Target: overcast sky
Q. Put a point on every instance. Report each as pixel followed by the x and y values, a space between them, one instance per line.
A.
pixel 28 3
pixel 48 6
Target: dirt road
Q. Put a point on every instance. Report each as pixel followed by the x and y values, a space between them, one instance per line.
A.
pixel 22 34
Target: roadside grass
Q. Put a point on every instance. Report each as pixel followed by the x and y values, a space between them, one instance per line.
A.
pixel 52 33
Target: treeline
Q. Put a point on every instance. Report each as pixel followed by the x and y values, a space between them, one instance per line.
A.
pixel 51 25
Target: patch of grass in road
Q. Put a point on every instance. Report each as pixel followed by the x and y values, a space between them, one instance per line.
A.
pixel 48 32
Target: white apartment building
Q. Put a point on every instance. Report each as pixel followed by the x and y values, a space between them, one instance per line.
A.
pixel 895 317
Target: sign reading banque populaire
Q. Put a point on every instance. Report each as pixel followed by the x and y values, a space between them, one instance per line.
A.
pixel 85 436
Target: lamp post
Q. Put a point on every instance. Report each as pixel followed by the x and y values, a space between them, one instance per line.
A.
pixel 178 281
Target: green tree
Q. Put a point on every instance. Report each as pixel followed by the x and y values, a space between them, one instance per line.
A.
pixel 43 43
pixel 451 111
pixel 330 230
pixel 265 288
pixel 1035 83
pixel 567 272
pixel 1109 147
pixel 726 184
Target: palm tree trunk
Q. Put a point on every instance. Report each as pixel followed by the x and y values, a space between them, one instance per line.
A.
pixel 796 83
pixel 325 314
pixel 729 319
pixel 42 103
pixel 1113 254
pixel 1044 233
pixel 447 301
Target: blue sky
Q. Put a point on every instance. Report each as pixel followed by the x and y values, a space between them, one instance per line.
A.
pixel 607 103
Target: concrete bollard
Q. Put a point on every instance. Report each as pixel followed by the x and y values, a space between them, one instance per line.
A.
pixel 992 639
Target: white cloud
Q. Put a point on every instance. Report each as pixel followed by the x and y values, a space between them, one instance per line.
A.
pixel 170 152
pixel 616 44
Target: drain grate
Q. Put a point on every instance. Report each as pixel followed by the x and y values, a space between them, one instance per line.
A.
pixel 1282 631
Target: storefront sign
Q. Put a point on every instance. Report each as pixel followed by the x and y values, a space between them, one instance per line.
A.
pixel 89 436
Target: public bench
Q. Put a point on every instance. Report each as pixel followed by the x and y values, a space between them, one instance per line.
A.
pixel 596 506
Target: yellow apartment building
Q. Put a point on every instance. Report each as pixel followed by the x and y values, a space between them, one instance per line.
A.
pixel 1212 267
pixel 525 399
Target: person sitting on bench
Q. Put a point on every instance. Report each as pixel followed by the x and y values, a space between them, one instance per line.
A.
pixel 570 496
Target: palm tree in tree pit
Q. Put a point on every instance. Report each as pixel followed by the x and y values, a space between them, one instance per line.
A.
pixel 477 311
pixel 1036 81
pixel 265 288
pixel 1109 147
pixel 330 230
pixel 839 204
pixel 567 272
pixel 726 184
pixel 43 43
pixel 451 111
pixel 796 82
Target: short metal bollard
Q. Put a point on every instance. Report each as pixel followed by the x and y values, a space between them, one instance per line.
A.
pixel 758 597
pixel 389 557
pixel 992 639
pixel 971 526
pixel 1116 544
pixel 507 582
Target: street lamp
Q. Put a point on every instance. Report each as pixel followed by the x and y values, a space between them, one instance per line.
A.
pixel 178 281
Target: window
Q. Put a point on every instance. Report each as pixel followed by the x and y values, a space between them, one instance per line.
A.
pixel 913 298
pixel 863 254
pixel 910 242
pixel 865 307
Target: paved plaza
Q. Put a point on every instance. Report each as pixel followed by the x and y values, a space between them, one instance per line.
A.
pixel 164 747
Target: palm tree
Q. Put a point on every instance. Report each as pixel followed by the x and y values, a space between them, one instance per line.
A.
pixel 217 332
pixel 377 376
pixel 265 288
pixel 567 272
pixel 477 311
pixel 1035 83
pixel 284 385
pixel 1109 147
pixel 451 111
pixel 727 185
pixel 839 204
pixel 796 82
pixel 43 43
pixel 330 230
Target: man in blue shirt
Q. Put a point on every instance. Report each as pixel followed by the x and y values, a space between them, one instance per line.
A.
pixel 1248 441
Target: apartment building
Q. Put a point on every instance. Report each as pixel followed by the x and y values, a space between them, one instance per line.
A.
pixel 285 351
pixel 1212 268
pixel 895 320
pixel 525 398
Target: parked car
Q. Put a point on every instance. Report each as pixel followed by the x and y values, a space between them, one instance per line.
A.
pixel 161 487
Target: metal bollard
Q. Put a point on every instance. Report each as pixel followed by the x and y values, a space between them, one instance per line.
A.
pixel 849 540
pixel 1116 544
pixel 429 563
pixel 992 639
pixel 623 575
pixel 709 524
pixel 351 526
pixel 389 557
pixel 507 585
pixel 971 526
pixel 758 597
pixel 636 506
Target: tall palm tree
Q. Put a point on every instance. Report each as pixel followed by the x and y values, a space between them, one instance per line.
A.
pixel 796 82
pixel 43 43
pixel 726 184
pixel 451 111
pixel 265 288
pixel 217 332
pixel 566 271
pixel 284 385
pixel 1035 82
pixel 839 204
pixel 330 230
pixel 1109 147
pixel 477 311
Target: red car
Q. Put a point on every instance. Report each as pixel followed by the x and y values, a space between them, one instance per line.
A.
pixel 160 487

* **Brief**
The required answer is each line of the entries containing the string "bench".

* **Solution for this exercise**
Target: public bench
Target: person sitting on bench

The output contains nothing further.